__Set task__
Reproduce all of the records exactly.

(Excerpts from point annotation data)
++++++++

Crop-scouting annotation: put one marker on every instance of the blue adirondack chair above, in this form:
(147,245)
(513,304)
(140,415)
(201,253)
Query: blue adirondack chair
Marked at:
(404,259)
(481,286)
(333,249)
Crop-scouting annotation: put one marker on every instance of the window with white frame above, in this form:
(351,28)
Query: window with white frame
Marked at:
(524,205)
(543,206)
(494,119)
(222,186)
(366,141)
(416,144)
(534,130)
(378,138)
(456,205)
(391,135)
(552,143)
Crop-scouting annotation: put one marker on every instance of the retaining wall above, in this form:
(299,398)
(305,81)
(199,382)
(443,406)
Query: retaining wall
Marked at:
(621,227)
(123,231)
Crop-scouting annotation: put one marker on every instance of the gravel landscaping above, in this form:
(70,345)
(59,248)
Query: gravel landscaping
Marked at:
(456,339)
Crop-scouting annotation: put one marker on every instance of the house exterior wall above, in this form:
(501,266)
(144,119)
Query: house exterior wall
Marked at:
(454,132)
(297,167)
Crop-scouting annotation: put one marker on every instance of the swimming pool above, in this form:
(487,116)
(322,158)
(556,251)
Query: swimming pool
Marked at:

++++++++

__Output of the exercise__
Crop-scouting annotation: put one marker on every instance of the blue adirondack chair above, in this form:
(147,245)
(513,304)
(140,415)
(201,253)
Query: blue adirondack chair
Marked at:
(404,259)
(481,286)
(333,249)
Crop-scouting annotation: put one marker on every instance of the window with white frame above, in this form:
(351,28)
Query: window with white frame
Marked at:
(524,205)
(543,206)
(494,119)
(222,186)
(366,141)
(416,144)
(534,130)
(378,138)
(456,205)
(391,135)
(552,143)
Crop-scouting annotation: put one marker on every instance of the retaining wall above, in this form:
(299,398)
(305,81)
(199,382)
(443,406)
Query: retaining wall
Marked at:
(621,227)
(123,231)
Crop-scouting annotation: put one marker on every instance of the gravel landscaping above, in this form:
(70,345)
(59,248)
Query: gravel landscaping
Marked at:
(456,339)
Crop-scouting annotation: put one marker on every instance of the house exterior wall above, in this form:
(501,266)
(144,119)
Query: house exterior wall
Marked at:
(454,132)
(297,167)
Crop-scouting annotation: put one marker on every instance of the swimming pool above, in this form:
(487,116)
(322,158)
(556,251)
Query: swimming pool
Marked at:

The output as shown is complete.